- **Required task**
Rewrite the lines of the material below as a numbered list, leaving out any blank lines. Start with the line containing "Can you find the wooden" and continue through the line containing "point(273, 220)", and list only those lines.

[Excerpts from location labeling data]
================

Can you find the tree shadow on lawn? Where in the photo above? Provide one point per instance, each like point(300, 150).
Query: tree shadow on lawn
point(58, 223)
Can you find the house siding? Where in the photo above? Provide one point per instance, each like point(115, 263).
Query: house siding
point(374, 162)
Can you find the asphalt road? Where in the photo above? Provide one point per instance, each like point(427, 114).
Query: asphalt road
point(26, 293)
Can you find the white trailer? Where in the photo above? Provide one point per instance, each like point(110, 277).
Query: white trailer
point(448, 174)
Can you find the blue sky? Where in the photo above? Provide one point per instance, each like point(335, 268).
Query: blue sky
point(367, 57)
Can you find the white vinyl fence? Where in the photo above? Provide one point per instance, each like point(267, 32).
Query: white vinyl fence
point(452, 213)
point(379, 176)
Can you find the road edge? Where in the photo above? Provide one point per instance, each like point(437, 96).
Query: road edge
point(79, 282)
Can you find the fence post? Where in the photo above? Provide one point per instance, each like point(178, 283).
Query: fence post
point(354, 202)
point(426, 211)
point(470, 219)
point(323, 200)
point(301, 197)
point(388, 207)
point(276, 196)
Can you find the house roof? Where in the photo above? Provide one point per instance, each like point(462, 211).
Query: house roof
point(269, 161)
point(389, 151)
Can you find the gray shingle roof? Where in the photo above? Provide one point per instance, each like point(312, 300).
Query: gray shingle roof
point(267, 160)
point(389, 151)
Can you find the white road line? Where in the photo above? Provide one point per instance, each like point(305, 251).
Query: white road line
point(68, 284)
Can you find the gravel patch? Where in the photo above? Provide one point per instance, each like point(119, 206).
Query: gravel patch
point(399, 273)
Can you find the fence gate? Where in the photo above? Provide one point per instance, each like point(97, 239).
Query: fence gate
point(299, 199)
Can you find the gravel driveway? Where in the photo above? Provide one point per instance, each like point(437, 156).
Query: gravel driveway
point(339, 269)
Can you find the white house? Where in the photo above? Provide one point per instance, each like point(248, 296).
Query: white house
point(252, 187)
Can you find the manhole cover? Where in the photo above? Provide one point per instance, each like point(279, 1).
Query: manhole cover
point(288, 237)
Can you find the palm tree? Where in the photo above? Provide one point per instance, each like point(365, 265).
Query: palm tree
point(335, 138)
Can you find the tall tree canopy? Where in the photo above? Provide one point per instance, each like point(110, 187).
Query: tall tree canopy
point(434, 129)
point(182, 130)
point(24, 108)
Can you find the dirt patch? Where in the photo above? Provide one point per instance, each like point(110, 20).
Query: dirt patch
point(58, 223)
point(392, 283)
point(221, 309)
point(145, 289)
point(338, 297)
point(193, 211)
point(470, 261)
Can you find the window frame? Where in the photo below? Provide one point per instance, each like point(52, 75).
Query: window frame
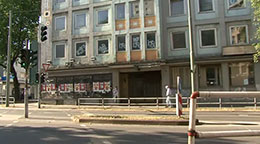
point(64, 50)
point(178, 15)
point(117, 46)
point(75, 21)
point(130, 10)
point(116, 5)
point(132, 42)
point(228, 6)
point(75, 49)
point(239, 65)
point(100, 39)
point(215, 35)
point(230, 34)
point(153, 9)
point(57, 2)
point(103, 9)
point(65, 23)
point(172, 43)
point(155, 36)
point(213, 7)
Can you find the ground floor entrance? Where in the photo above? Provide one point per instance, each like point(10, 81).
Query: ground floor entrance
point(140, 84)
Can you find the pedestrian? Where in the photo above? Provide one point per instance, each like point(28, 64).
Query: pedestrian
point(168, 95)
point(115, 93)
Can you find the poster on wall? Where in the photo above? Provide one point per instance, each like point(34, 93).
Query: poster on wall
point(102, 87)
point(43, 87)
point(65, 88)
point(51, 87)
point(80, 87)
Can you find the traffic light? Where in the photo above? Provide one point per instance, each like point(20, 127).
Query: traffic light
point(44, 33)
point(37, 78)
point(24, 58)
point(42, 78)
point(33, 58)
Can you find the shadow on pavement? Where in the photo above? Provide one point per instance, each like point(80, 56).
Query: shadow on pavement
point(71, 135)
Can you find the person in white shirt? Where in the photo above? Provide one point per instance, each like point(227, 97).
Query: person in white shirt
point(115, 93)
point(168, 94)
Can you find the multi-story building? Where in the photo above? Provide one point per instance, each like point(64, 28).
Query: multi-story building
point(140, 46)
point(223, 35)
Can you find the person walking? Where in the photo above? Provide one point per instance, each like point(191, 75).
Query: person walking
point(168, 95)
point(115, 94)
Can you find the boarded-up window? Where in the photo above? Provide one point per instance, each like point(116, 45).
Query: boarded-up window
point(134, 9)
point(149, 7)
point(241, 74)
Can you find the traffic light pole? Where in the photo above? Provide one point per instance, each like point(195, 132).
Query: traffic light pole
point(39, 78)
point(26, 88)
point(8, 61)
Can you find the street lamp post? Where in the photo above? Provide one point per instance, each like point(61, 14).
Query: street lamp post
point(191, 139)
point(8, 61)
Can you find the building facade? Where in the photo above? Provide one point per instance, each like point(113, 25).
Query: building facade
point(140, 46)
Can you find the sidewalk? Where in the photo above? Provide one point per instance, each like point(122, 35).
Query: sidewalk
point(125, 115)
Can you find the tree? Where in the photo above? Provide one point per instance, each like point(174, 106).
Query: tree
point(25, 19)
point(256, 5)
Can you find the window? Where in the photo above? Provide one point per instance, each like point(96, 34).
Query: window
point(81, 49)
point(103, 47)
point(238, 35)
point(236, 3)
point(149, 7)
point(208, 37)
point(177, 7)
point(184, 74)
point(121, 45)
point(103, 17)
point(59, 1)
point(134, 9)
point(151, 40)
point(241, 74)
point(205, 5)
point(212, 76)
point(80, 20)
point(60, 51)
point(136, 45)
point(60, 23)
point(179, 40)
point(120, 11)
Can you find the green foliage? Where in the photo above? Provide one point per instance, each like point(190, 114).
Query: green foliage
point(25, 17)
point(256, 5)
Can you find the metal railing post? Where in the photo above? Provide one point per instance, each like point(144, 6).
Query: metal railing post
point(255, 103)
point(157, 102)
point(103, 103)
point(220, 102)
point(129, 102)
point(192, 120)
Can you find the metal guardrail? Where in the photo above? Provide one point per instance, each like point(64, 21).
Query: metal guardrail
point(3, 100)
point(160, 101)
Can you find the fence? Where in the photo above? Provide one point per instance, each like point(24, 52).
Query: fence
point(160, 101)
point(192, 133)
point(11, 100)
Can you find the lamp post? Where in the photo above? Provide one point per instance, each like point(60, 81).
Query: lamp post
point(8, 61)
point(191, 139)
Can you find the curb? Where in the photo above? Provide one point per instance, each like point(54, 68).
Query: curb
point(134, 122)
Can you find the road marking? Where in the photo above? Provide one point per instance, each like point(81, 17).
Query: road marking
point(8, 125)
point(82, 125)
point(107, 142)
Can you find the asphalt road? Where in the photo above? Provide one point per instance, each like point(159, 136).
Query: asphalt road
point(54, 126)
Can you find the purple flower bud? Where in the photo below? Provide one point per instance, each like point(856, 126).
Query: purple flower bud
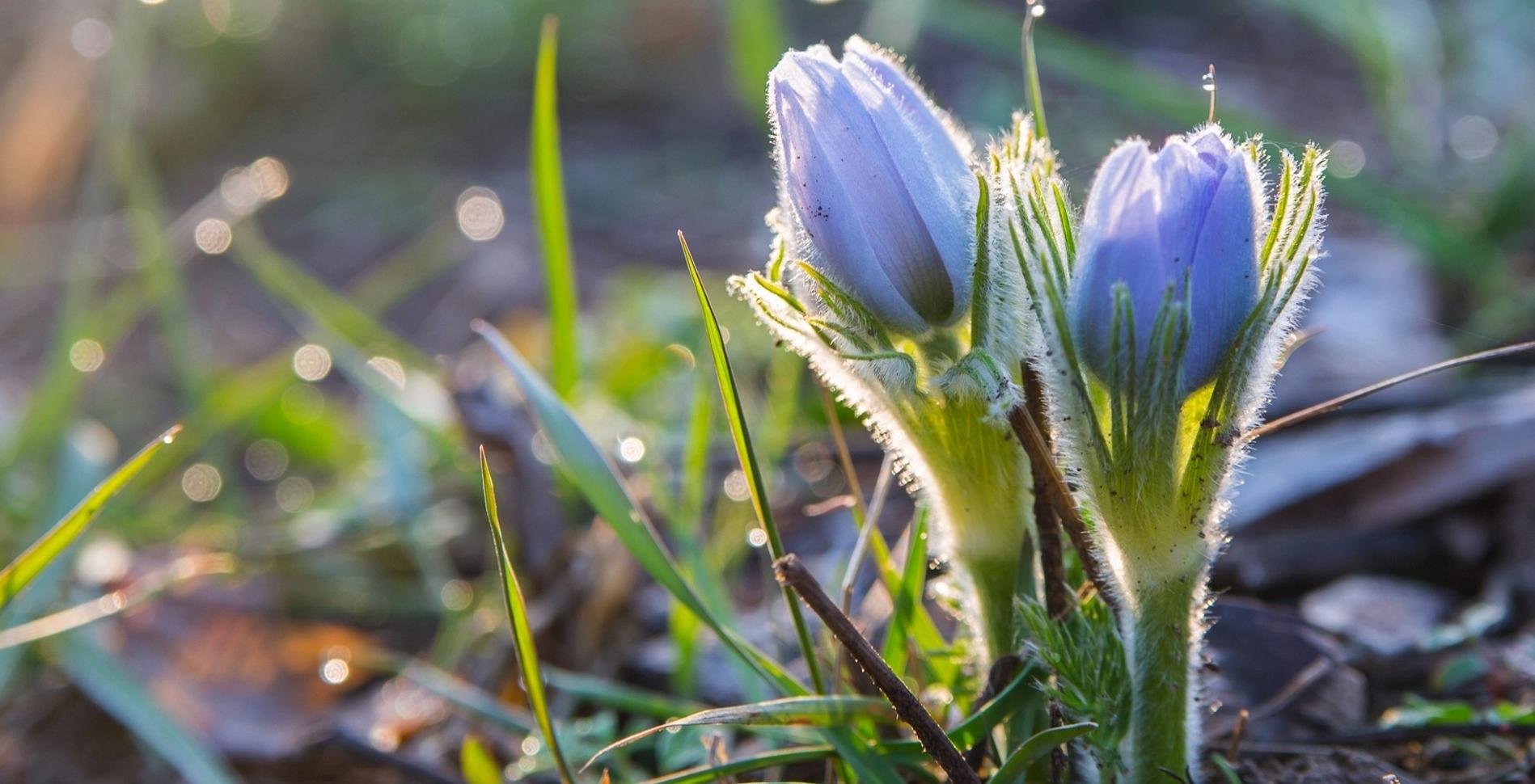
point(1182, 220)
point(875, 183)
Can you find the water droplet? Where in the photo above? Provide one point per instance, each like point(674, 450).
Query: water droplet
point(632, 450)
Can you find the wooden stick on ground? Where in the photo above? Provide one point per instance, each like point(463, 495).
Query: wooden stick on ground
point(793, 574)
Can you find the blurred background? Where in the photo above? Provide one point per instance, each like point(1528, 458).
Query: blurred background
point(273, 220)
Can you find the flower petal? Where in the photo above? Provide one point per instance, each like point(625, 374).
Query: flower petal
point(1224, 269)
point(837, 175)
point(933, 169)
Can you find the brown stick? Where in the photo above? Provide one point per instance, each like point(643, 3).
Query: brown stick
point(1365, 392)
point(793, 574)
point(1059, 495)
point(1059, 763)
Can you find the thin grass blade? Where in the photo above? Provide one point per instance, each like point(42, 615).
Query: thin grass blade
point(909, 597)
point(109, 685)
point(598, 481)
point(791, 710)
point(743, 450)
point(1035, 748)
point(31, 562)
point(548, 206)
point(522, 631)
point(476, 763)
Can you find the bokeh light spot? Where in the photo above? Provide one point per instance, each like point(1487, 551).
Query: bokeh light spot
point(632, 450)
point(87, 355)
point(266, 459)
point(480, 213)
point(1345, 158)
point(201, 482)
point(1473, 137)
point(212, 235)
point(91, 37)
point(312, 362)
point(391, 369)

================

- **Expected output**
1. Can you find the wooden stick on ground? Where in the photo above? Provide one point per instance, each like point(463, 495).
2. Query: wooden stick on ground
3. point(793, 574)
4. Can you find the blurred background? Where in the photo above? Provide one point per instance, each like point(1528, 458).
5. Query: blurred background
6. point(273, 220)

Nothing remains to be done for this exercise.